#### WHAT TO DO
Each entry below is to be duplicated verbatim.

* Start SUPPLIED DATA *

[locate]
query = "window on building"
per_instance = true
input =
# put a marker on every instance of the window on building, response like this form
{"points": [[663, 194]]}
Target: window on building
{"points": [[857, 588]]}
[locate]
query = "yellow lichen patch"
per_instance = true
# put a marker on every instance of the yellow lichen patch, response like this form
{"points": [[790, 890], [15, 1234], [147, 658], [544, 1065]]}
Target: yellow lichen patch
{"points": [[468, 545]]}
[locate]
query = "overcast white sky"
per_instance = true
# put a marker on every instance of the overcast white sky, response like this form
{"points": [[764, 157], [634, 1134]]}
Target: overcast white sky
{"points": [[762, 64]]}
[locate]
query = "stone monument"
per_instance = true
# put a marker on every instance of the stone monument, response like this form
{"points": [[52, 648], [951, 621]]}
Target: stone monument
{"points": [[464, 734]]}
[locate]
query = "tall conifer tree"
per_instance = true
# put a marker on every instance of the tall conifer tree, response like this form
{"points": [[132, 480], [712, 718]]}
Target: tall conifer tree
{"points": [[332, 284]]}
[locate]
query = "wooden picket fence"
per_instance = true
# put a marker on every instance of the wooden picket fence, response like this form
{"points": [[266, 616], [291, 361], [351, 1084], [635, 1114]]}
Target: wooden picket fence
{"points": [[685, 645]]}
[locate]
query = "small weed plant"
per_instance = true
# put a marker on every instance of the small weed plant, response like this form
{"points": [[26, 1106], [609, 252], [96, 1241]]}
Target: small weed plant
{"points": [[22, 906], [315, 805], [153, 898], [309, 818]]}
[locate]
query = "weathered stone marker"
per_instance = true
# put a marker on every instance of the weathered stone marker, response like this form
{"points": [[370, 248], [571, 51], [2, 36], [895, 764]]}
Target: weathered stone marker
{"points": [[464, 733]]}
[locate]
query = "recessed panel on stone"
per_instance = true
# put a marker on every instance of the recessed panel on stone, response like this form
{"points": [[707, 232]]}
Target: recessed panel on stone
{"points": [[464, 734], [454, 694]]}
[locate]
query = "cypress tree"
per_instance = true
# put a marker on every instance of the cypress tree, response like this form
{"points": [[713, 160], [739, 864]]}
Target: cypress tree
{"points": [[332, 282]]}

* End SUPPLIED DATA *

#### EXERCISE OUTPUT
[locate]
query = "window on building"
per_instance = true
input =
# put a marker on every instance of the window on building, response like this form
{"points": [[663, 194]]}
Target: window on building
{"points": [[857, 588]]}
[locate]
query = "yellow lichen patch"
per_instance = true
# put a marker on every instance of the yellow lichen patch, response like this form
{"points": [[790, 890], [15, 1234], [147, 658], [544, 1065]]}
Target: yellow lichen patch
{"points": [[468, 545]]}
[locate]
query = "overcast white sky"
per_instance = true
# put a marker on every instance of the overcast white sky, response like this form
{"points": [[764, 157], [634, 1134]]}
Target: overcast white sky
{"points": [[762, 64]]}
[locate]
query = "stone monument"
per_instance = true
# put a marker on every instance of the stone monument, response like this form
{"points": [[52, 648], [951, 621]]}
Target: stone monument
{"points": [[464, 734]]}
[locate]
query = "tall conifer tree"
per_instance = true
# put a marker on every instance of the tall conifer tree, response like this form
{"points": [[132, 480], [712, 718]]}
Target: tall conifer tree
{"points": [[332, 284]]}
[locate]
query = "wooden picket fence"
per_instance = true
# put a marker on every instance of the wooden picket fence, response like this form
{"points": [[266, 616], [291, 361], [351, 1084], [635, 1114]]}
Target: wooden picket fence
{"points": [[685, 645]]}
[locate]
query = "small weed plant"
per_instance = true
# put a marker on every instance of the small weed plant, response like this form
{"points": [[26, 1106], [609, 252], [96, 1241]]}
Target: small weed plant
{"points": [[22, 906], [315, 805], [153, 898], [309, 818]]}
[locate]
query = "weathered stone marker"
per_instance = true
# put a marker on every instance of the weathered stone marker, response like this form
{"points": [[370, 248], [571, 51], [2, 36], [895, 764]]}
Target: weathered stone marker
{"points": [[464, 733]]}
[locate]
query = "recessed panel on stone"
per_instance = true
# put a marker on every instance of the recessed panel on stone, response like this form
{"points": [[707, 232]]}
Target: recessed panel on stone
{"points": [[464, 734], [454, 694]]}
[locate]
query = "cypress tree"
per_instance = true
# put a marker on every instance of the cypress tree, response like this form
{"points": [[713, 160], [739, 864]]}
Target: cypress tree
{"points": [[332, 282]]}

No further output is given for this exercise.